Dati del compito >>
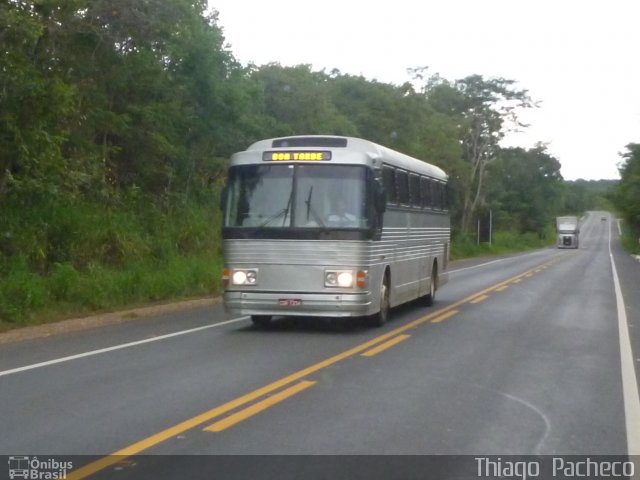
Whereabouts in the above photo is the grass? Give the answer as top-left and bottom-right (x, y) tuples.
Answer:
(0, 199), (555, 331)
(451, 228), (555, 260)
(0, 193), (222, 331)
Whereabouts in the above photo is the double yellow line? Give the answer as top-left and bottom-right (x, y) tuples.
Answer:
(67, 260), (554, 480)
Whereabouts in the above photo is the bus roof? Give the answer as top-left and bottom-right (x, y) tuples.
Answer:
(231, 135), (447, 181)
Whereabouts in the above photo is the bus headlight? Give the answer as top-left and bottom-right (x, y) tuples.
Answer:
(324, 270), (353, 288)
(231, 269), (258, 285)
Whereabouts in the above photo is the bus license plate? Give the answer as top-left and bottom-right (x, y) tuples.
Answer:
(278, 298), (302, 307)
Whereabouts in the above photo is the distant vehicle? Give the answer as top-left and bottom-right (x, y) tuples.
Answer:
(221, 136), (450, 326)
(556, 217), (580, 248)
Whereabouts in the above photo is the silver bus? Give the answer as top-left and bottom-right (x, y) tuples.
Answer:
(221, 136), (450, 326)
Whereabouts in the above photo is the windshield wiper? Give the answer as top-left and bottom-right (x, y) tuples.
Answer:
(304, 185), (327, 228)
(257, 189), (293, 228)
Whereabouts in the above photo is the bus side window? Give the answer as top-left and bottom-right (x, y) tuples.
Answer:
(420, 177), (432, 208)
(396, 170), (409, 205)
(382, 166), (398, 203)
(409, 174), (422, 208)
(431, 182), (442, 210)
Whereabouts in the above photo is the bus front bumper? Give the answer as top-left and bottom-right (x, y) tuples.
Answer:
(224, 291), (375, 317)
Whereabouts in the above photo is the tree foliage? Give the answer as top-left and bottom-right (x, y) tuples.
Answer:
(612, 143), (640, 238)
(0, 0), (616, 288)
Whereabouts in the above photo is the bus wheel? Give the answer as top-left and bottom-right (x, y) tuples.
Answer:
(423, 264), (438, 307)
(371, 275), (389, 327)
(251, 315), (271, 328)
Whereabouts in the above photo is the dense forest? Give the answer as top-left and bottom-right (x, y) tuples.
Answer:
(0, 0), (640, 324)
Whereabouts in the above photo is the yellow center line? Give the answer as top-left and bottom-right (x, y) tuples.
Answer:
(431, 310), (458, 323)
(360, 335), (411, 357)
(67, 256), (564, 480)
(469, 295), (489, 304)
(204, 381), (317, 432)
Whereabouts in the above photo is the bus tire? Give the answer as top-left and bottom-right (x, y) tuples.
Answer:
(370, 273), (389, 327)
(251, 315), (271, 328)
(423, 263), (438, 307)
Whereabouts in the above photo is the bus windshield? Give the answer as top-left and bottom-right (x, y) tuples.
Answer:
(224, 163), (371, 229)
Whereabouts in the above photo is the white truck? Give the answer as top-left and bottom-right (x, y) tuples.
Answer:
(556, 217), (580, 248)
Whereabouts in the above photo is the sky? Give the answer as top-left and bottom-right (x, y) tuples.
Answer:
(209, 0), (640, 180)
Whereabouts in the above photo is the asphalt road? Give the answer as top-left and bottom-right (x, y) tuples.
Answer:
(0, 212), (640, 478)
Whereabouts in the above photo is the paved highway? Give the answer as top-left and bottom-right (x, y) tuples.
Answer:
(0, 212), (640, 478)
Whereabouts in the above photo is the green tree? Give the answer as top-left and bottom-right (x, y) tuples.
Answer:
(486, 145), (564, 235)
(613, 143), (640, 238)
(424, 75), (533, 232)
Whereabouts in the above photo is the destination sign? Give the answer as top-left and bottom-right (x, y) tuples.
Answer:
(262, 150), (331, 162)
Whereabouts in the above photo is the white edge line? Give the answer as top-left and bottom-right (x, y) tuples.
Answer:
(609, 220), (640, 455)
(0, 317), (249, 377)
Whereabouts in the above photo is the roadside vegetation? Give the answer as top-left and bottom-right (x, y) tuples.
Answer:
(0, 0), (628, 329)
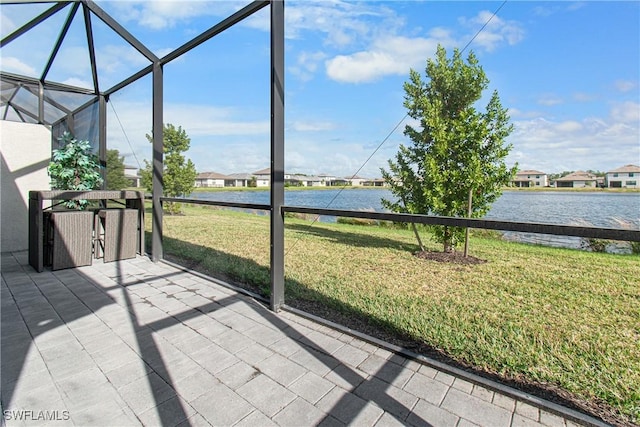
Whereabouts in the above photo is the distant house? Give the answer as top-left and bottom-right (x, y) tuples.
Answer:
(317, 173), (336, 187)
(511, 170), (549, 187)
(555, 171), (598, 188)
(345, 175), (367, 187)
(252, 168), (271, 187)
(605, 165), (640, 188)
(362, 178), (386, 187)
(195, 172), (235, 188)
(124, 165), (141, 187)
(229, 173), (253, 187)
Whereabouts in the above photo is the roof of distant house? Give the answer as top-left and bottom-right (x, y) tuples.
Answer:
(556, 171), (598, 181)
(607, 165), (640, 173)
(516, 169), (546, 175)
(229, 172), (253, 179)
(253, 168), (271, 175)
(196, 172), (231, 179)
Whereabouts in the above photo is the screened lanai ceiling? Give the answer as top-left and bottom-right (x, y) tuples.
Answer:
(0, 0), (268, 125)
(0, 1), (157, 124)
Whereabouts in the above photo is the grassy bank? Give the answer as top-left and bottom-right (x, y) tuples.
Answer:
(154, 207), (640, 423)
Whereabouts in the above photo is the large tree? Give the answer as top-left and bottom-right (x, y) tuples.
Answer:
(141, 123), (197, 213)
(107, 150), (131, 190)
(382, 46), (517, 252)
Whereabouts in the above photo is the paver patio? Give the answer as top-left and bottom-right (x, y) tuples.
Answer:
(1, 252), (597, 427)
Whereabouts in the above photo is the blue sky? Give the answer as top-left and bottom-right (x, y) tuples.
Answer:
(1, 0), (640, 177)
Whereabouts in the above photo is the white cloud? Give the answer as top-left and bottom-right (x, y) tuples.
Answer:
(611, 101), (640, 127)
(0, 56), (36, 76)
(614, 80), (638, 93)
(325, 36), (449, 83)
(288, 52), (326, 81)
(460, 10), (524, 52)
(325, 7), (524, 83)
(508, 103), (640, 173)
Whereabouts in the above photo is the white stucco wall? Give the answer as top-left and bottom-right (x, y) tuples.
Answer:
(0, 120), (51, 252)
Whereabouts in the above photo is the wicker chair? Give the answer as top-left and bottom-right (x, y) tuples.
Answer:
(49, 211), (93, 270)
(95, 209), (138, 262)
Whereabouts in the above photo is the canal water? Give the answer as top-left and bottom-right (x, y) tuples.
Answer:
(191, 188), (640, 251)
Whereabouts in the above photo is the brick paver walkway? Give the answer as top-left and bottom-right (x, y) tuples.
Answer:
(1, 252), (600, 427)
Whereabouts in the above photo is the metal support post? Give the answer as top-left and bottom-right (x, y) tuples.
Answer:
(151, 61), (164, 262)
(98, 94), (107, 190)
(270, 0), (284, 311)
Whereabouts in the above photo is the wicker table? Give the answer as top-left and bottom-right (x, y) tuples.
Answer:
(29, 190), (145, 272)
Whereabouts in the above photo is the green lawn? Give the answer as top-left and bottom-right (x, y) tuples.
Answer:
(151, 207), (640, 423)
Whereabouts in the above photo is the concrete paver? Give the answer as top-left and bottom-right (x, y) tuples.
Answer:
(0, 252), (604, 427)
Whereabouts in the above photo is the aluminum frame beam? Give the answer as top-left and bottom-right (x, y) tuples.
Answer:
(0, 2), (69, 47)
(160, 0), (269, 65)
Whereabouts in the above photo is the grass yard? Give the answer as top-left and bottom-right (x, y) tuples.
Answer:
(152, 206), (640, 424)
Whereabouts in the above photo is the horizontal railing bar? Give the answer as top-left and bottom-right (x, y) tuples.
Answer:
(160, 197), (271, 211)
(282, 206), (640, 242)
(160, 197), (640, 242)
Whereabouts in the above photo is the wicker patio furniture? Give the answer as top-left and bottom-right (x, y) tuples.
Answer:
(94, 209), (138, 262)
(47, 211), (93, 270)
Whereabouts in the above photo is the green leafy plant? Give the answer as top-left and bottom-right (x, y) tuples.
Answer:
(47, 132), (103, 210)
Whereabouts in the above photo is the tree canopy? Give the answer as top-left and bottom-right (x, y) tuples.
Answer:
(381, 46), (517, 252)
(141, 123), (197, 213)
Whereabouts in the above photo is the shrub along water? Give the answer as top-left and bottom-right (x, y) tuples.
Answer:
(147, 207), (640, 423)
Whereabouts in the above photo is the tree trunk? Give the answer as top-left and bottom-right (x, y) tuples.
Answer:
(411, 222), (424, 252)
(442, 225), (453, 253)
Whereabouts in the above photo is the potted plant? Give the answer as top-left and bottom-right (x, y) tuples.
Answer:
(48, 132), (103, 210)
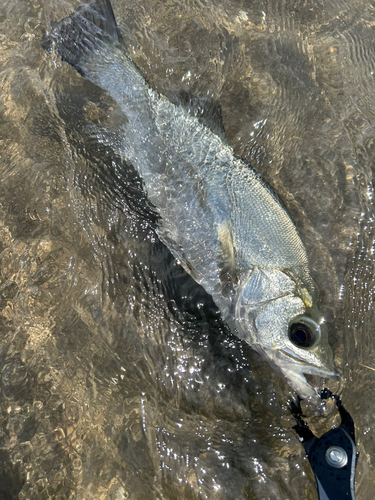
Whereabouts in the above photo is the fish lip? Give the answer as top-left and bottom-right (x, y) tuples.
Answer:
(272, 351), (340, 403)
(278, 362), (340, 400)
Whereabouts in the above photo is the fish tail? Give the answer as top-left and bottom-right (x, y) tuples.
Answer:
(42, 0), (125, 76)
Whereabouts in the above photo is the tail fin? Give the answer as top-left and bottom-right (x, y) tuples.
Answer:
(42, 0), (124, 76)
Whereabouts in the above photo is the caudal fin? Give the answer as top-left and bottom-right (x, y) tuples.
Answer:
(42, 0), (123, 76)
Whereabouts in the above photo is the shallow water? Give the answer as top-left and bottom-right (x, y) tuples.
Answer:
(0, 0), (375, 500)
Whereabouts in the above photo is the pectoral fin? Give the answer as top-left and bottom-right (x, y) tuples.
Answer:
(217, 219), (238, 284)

Obiettivo >>
Trascriva senza alcuna modifica le righe qui sopra: cominci da quella che contiene "Whereabouts in the above photo is the tail" e si fermi dopo l'ultima riga dei dati, estremi compresi.

Soluzione >>
Whereabouts in the above photo is the tail fin? Give the answer as top-left and bottom-right (x, y) tuples.
Answer:
(42, 0), (124, 76)
Whereabouts in the above photo is the caudal fin? Give the answer as top-left and bottom-right (x, y) tuples.
Answer:
(42, 0), (123, 76)
Whereabouts in the above photo is the shallow water? Give the answer as top-left and bottom-right (x, y) tuples.
Answer:
(0, 0), (375, 500)
Whereabouts in the above photo is the pectoral fin? Give the answer as top-left and bottom-right (x, y) tuples.
Answer:
(217, 219), (238, 284)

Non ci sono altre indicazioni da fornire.